Ejercicio
Transcribe sin cambios el fragmento del pasaje sobre el mercantilismo y la riqueza que comienza en las palabras "El auge del" y termina después de "el estado civilizado.".

El auge del mercantilismo, de la tecnología y de las ciencias fueron los motores de la revolución económica a través de la cual Europa consolidó este proyecto que transformó la faz de la tierra y el espíritu de la humanidad;  pues como el toque de Midas todo lo que va rozando se convierte en oro, es decir en valor de cambio. Adam Smith sintetizó esta propuesta cultural en su Estudio de La Naturaleza y las Causas de La Riqueza de las Naciones, publicada en 1776 en la que el comportamiento de los humanos se describe, como si se tratara de átomos, respondiendo a leyes supuestamente universales, en este caso las leyes de la Acumulación y de la Población, de acuerdo con las cuales el progreso (una ley “natural”), y el bienestar (también “universal”) dependen del consumo. Solo la riqueza puede garantizar el consumo necesario para la felicidad y para el estado civilizado.

Filas almacenadas

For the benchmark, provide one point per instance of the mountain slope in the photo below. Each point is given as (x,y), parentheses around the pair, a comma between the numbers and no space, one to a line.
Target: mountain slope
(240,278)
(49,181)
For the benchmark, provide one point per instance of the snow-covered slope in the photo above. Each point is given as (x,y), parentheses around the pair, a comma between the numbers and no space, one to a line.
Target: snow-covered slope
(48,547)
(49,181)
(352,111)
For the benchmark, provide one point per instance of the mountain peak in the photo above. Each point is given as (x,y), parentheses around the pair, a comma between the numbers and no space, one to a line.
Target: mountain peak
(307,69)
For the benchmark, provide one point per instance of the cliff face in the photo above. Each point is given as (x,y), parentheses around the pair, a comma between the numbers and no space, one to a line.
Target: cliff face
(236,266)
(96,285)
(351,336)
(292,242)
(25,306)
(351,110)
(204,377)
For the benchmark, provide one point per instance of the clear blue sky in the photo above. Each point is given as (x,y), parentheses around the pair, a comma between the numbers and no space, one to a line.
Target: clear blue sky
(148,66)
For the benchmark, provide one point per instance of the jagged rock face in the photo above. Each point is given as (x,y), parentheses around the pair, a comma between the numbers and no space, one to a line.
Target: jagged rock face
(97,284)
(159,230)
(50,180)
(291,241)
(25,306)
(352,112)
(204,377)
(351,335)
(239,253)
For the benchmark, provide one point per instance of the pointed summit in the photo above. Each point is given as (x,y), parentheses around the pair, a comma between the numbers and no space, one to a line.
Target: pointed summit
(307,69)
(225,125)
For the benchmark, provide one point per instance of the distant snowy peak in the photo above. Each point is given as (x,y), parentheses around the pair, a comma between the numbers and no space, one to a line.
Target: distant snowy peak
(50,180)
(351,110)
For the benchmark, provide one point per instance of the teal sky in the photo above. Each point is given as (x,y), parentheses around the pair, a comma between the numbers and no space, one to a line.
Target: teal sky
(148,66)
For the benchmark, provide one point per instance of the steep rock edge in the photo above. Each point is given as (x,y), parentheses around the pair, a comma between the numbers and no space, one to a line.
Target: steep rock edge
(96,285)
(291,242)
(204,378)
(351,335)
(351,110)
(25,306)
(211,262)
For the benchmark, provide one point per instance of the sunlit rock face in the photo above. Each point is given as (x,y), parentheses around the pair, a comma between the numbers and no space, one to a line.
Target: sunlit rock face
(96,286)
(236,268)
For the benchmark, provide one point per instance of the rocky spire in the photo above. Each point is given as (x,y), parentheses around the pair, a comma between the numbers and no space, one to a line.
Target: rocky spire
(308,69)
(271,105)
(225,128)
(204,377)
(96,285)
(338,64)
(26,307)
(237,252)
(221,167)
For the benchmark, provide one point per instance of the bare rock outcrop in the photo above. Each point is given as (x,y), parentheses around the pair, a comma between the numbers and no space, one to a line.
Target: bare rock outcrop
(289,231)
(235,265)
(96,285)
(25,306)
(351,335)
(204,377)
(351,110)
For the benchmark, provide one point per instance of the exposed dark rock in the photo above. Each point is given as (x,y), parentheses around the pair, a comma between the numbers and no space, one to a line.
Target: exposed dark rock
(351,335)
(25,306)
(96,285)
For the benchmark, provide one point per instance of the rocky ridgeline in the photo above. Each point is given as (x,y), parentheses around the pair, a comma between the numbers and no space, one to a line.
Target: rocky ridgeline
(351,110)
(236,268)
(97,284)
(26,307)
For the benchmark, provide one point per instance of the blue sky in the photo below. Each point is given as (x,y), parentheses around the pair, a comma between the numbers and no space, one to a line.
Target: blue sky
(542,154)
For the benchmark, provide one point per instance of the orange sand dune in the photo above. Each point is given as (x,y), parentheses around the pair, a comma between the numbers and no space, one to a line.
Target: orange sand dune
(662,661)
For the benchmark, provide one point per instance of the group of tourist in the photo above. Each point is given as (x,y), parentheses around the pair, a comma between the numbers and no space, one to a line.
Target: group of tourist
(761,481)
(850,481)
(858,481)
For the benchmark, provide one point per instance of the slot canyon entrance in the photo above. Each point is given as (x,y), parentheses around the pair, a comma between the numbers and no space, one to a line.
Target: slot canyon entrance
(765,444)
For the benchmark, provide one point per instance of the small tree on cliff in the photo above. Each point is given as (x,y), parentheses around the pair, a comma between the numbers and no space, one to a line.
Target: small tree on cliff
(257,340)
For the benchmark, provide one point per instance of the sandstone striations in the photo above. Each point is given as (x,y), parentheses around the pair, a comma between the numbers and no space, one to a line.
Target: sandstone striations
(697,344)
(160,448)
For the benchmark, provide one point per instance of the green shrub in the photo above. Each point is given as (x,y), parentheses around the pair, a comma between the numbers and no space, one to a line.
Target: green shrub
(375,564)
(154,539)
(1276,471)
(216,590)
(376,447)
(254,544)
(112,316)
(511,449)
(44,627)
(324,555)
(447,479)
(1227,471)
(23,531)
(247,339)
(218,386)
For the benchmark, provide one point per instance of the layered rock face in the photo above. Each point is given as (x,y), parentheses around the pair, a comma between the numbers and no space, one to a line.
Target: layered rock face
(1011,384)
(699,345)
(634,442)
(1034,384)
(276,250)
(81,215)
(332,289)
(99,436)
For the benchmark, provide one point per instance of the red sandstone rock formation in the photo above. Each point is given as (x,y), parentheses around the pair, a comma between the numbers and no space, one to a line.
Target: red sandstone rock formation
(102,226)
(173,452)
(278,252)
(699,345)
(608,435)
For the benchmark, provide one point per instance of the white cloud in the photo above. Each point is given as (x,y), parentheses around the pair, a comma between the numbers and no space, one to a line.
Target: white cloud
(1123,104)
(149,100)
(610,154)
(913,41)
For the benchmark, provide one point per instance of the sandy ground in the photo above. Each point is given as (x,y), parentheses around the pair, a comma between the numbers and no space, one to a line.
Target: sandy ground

Resultado del ejercicio
El auge del mercantilismo, de la tecnología y de las ciencias fueron los motores de la revolución económica a través de la cual Europa consolidó este proyecto que transformó la faz de la tierra y el espíritu de la humanidad;  pues como el toque de Midas todo lo que va rozando se convierte en oro, es decir en valor de cambio. Adam Smith sintetizó esta propuesta cultural en su Estudio de La Naturaleza y las Causas de La Riqueza de las Naciones, publicada en 1776 en la que el comportamiento de los humanos se describe, como si se tratara de átomos, respondiendo a leyes supuestamente universales, en este caso las leyes de la Acumulación y de la Población, de acuerdo con las cuales el progreso (una ley “natural”), y el bienestar (también “universal”) dependen del consumo. Solo la riqueza puede garantizar el consumo necesario para la felicidad y para el estado civilizado.